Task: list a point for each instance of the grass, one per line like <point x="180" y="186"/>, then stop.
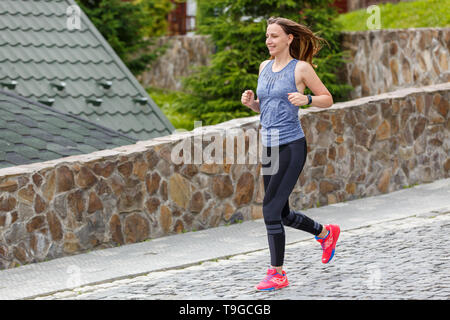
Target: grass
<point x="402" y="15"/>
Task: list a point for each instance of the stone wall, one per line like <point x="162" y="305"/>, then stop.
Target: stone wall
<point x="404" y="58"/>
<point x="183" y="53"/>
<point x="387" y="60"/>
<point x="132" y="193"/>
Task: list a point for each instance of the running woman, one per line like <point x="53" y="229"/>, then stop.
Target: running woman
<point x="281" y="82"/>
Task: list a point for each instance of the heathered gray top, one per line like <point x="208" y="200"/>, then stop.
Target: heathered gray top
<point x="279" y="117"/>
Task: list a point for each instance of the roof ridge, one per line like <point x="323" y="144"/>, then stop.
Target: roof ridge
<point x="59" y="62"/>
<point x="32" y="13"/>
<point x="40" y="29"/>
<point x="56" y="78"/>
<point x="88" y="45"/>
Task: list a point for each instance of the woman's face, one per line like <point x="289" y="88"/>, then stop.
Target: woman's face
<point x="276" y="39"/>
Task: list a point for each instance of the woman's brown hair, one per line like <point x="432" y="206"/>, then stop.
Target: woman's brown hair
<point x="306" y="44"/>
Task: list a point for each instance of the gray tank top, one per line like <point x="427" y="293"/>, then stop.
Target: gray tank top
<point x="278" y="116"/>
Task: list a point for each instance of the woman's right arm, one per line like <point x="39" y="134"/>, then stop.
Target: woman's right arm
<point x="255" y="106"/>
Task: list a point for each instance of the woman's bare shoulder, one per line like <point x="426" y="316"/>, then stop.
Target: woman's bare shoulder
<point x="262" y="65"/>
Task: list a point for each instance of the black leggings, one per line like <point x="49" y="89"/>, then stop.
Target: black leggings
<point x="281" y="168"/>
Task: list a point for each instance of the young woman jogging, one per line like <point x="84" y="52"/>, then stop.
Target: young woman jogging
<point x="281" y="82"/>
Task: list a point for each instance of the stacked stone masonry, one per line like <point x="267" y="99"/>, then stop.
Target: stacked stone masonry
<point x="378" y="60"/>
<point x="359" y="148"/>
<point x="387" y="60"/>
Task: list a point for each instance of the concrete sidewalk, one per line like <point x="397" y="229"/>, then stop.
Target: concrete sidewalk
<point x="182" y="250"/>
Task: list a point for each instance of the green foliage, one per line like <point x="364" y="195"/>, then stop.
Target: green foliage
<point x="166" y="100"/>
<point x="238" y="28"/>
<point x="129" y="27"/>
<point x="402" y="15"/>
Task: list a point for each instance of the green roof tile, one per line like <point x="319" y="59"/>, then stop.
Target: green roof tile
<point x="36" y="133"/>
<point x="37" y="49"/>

= = =

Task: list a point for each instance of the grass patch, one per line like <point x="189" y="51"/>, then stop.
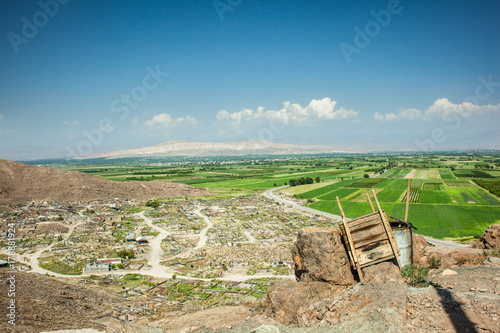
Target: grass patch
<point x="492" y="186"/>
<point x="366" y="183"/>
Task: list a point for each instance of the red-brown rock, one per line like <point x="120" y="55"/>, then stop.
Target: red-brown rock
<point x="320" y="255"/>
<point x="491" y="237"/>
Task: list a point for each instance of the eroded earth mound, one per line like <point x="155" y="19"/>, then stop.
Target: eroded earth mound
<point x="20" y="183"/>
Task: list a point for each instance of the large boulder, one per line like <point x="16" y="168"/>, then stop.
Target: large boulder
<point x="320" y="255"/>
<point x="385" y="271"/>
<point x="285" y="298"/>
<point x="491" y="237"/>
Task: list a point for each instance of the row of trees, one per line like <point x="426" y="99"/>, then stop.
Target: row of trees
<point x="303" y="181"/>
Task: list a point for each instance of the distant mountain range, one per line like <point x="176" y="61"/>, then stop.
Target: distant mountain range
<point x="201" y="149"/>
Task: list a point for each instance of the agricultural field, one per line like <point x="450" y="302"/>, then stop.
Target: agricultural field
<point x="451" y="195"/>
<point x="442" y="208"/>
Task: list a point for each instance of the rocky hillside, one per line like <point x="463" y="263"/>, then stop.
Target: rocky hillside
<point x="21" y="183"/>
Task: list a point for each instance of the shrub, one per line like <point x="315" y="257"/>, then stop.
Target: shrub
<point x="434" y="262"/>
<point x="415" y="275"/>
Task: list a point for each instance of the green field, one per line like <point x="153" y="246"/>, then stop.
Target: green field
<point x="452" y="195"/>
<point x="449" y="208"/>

= = =

- **WHAT IS REQUIRED**
Copy back exactly the lines above from the one containing "Task: list a point for each instance of the grass, one" through the one containing "Task: list a point for each instance of the stone", and leave every picture behind.

- **TASK OUTPUT**
Task: list a point for each instance of the grass, one per line like <point x="180" y="186"/>, then stop.
Target: grass
<point x="402" y="15"/>
Task: list a point for each instance of the stone wall, one per line like <point x="162" y="305"/>, then stop.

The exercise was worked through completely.